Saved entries
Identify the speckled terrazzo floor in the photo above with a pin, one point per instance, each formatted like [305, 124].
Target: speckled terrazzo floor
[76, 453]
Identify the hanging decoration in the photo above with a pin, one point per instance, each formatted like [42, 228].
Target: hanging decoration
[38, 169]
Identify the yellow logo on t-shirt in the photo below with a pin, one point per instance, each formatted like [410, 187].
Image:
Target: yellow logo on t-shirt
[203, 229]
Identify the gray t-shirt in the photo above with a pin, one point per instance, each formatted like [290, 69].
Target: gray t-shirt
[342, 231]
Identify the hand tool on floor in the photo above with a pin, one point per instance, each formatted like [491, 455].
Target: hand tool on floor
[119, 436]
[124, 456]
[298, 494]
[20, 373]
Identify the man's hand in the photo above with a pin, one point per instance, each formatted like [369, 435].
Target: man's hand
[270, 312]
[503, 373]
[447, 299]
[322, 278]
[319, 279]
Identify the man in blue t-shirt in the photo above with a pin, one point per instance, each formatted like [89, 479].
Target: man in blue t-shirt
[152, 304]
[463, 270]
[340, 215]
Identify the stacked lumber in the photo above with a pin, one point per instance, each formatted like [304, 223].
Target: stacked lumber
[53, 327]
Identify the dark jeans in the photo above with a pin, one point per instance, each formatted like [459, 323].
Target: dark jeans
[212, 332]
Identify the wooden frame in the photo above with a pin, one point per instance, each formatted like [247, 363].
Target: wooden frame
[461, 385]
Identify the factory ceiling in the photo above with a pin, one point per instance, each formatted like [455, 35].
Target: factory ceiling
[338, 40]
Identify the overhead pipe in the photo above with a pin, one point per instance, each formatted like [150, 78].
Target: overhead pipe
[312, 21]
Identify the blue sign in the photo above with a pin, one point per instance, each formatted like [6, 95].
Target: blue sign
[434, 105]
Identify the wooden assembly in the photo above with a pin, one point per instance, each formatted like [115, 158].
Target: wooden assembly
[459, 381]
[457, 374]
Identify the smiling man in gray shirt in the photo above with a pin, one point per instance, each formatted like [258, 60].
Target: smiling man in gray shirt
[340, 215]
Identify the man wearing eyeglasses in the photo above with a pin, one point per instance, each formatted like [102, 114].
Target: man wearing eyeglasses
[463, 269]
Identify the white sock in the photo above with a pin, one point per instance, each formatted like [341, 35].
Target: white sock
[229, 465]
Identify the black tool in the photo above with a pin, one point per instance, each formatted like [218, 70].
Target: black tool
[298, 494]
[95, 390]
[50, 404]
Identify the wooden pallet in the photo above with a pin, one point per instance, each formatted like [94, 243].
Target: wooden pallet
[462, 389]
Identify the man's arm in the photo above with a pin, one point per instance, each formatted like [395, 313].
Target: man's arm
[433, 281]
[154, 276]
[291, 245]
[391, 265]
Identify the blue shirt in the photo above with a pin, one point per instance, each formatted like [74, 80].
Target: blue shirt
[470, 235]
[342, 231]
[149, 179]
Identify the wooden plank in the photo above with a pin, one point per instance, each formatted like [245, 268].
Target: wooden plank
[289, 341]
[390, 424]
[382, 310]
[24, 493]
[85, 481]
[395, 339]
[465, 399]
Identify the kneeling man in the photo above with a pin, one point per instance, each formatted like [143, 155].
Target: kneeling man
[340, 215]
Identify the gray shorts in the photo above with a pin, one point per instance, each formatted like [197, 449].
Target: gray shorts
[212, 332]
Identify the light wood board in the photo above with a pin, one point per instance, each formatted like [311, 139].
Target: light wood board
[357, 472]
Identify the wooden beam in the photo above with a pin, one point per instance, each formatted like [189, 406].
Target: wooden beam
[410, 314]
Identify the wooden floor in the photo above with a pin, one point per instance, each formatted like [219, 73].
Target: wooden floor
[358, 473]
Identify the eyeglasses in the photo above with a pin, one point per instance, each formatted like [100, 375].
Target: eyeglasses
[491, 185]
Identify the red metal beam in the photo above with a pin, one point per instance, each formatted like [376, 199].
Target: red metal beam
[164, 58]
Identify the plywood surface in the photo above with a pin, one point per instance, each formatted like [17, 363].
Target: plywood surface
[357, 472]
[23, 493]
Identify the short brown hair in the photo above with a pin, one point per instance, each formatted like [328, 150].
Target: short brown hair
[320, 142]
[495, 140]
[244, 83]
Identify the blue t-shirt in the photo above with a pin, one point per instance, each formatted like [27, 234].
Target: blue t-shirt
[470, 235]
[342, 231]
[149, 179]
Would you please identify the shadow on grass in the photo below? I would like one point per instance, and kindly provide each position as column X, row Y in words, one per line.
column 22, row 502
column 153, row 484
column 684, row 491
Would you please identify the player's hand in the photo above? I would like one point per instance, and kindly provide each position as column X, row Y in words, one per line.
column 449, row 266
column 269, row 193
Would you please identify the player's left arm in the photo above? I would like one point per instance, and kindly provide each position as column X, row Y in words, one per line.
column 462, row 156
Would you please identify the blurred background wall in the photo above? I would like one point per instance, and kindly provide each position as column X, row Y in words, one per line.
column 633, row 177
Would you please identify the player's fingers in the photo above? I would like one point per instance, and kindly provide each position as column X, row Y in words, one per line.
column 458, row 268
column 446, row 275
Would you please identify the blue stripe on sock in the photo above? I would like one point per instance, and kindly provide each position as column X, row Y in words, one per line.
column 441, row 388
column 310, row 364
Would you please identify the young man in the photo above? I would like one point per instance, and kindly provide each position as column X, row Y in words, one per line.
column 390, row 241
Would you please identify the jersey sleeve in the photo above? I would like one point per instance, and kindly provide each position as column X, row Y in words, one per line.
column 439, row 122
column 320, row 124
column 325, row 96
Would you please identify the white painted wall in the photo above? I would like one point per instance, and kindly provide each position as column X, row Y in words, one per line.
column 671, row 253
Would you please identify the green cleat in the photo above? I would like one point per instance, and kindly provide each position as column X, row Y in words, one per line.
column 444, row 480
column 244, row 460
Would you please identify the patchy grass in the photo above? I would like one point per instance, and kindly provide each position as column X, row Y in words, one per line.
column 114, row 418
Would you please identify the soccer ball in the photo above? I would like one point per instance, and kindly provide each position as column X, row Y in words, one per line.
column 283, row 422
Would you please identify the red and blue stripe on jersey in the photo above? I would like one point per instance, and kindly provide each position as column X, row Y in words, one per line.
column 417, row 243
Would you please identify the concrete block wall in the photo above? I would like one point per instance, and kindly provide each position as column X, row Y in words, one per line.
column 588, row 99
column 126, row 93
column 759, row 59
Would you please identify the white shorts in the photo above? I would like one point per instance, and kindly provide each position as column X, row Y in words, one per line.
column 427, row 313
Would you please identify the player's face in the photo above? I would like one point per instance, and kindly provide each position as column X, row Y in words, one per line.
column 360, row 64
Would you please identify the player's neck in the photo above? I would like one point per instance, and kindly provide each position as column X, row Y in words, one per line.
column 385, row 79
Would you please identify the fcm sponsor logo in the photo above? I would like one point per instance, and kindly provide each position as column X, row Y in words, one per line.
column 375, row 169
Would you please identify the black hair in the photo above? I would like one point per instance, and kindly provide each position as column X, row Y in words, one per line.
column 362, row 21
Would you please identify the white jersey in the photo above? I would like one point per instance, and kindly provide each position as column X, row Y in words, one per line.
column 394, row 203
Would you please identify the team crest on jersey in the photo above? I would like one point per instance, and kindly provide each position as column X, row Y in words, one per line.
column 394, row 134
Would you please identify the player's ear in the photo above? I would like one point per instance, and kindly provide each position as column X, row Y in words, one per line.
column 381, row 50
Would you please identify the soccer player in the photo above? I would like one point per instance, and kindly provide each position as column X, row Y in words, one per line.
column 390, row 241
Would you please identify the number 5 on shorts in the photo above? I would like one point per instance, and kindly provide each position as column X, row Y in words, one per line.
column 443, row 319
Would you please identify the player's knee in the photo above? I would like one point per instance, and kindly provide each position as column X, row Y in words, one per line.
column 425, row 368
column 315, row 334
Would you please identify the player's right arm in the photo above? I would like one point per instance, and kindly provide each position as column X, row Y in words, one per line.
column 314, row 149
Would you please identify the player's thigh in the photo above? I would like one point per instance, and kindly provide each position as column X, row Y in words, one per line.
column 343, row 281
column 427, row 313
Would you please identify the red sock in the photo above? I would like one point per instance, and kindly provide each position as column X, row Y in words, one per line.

REQUIREMENT: Beginning with the line that has "Identify the plywood" and ending with the line that has "Identify the short", set down the lines above exactly and include no others.

RESPONSE TO THE TASK:
Identify the plywood surface in the photo above with a pin, one point per instance, each formatted like [17, 363].
Target: plywood surface
[357, 472]
[23, 493]
Identify the short brown hair in the photo above with a pin, one point per instance, each formatted like [328, 150].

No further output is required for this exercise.